■ **PROBLEM**
How many of the lines below hold the string "distant"? Say only the number.

DATA EXCERPTS section start

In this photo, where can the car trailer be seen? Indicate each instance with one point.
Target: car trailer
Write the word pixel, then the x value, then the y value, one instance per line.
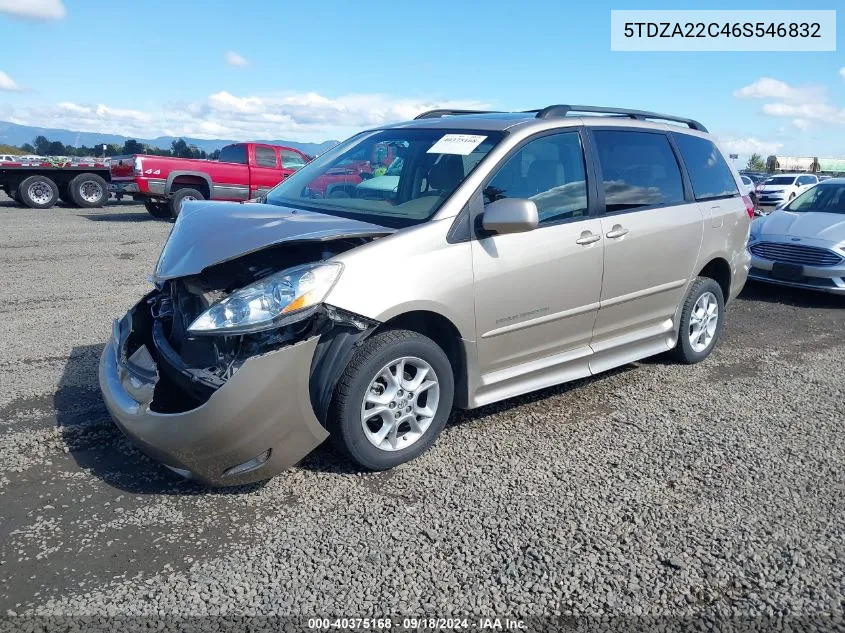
pixel 41 185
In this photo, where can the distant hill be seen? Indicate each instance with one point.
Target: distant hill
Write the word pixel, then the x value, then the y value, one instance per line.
pixel 14 134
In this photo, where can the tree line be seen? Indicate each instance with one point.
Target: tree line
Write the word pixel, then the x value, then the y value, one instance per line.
pixel 179 148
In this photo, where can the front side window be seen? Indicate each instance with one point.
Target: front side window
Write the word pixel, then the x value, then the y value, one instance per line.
pixel 292 160
pixel 823 198
pixel 395 177
pixel 639 170
pixel 709 174
pixel 781 180
pixel 265 156
pixel 233 154
pixel 548 170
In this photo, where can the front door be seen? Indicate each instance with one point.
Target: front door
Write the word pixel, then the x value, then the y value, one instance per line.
pixel 652 239
pixel 537 293
pixel 264 173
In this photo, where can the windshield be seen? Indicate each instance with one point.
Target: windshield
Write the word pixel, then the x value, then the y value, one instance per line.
pixel 823 198
pixel 780 180
pixel 395 177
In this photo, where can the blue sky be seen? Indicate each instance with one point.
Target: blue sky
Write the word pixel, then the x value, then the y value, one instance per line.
pixel 313 71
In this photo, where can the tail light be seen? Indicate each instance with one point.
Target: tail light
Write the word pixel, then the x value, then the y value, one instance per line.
pixel 749 206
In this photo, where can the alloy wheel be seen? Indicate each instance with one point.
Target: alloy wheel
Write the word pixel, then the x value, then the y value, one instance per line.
pixel 40 193
pixel 400 403
pixel 703 321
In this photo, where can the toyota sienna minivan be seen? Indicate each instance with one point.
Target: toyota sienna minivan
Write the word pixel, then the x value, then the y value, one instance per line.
pixel 515 250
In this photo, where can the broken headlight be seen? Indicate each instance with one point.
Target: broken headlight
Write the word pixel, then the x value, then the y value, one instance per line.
pixel 267 303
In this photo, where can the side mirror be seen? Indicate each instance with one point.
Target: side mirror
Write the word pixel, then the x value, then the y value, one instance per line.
pixel 510 215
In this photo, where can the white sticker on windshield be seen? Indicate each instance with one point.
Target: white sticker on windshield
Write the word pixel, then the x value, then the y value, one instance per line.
pixel 461 144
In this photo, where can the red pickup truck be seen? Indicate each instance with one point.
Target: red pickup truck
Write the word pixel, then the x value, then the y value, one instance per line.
pixel 243 171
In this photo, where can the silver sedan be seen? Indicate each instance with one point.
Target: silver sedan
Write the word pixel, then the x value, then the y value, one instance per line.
pixel 802 244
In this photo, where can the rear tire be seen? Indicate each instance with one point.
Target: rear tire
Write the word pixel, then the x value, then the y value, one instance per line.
pixel 159 210
pixel 179 197
pixel 702 318
pixel 38 192
pixel 410 421
pixel 88 191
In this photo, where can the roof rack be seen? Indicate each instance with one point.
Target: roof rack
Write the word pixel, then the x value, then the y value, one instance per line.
pixel 436 114
pixel 555 111
pixel 561 110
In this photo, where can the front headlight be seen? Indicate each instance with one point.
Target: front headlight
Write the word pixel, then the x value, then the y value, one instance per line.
pixel 268 302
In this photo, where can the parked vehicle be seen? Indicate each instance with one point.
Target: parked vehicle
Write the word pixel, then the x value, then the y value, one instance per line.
pixel 518 251
pixel 41 185
pixel 243 171
pixel 803 243
pixel 783 188
pixel 344 178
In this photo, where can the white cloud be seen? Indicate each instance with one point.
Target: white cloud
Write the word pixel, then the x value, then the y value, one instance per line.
pixel 768 88
pixel 749 145
pixel 294 116
pixel 233 59
pixel 34 9
pixel 8 84
pixel 805 106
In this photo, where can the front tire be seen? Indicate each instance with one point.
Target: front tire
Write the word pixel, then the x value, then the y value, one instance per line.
pixel 38 192
pixel 702 318
pixel 393 399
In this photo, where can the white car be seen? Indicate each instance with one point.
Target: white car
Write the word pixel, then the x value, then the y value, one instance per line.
pixel 782 189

DATA EXCERPTS section end

■ **ANSWER AREA**
2